Coordinate annotation entries
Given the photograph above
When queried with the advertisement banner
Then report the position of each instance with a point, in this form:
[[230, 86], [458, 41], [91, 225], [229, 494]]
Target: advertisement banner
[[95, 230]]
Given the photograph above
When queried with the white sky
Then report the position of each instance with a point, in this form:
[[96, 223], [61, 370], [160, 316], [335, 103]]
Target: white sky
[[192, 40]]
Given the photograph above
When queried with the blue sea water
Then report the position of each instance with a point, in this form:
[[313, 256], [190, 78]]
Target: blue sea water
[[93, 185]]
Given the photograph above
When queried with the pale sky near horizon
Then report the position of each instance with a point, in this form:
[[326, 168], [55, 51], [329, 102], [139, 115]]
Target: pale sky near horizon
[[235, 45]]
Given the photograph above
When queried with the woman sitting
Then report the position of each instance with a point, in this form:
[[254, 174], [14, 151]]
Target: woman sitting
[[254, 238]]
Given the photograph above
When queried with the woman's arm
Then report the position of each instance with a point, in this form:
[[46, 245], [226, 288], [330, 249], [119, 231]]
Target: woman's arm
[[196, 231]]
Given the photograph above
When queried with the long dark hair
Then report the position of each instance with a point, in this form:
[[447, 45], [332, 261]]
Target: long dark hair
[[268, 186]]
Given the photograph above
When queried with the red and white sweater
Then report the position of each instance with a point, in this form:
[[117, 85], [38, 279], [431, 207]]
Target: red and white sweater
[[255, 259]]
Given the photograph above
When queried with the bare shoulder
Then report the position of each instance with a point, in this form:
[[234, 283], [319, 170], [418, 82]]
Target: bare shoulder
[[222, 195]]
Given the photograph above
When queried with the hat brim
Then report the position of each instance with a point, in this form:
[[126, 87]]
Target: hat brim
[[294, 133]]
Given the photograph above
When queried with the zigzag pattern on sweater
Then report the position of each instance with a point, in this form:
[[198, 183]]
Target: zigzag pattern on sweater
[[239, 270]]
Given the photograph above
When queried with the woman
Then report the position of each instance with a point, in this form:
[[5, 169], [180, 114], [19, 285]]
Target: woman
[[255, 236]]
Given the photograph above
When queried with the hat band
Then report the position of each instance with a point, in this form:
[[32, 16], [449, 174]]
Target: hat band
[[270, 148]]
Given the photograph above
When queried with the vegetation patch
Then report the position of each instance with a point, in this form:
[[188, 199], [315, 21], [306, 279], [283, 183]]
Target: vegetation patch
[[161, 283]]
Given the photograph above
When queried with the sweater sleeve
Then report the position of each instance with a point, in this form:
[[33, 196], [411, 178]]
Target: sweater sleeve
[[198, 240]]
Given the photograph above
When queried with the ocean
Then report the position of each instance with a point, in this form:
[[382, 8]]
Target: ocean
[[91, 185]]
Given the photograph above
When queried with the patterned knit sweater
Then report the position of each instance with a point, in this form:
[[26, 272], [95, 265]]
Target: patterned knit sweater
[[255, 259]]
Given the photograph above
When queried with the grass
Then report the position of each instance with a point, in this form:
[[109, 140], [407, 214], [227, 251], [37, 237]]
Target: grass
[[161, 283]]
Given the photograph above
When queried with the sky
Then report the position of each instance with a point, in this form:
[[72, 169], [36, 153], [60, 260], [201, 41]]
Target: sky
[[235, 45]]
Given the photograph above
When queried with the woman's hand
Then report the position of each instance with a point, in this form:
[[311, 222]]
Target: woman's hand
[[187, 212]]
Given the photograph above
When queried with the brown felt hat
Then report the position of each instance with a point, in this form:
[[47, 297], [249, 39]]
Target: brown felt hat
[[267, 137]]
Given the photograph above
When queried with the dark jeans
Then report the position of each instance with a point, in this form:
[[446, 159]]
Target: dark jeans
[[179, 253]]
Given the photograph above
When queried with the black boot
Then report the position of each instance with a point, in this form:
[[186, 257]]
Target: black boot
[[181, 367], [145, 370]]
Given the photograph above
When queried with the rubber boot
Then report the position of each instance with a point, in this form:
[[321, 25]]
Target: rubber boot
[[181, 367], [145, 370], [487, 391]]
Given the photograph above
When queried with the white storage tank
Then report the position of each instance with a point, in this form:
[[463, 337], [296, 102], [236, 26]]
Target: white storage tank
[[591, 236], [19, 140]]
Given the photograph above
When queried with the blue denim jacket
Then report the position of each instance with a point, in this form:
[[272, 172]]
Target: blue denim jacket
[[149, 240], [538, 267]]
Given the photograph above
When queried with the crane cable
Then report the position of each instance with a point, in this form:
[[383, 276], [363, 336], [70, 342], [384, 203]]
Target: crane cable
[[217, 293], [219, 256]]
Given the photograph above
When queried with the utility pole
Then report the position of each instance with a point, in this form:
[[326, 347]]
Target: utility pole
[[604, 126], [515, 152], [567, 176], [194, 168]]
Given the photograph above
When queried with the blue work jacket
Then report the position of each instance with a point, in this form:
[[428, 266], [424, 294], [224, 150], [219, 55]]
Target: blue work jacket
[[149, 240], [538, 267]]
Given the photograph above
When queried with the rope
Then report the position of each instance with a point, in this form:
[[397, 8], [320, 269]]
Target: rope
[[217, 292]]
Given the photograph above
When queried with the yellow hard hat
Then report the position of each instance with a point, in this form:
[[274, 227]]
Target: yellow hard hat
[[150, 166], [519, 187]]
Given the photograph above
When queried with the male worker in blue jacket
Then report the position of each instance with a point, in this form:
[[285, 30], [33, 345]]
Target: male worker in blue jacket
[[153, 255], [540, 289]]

### EXERCISE PROMPT:
Show every line of the entries above that contains the word "advertisement", and treat uppercase and lowercase as different.

### FULL ANSWER:
When queried with the advertisement banner
Target: advertisement banner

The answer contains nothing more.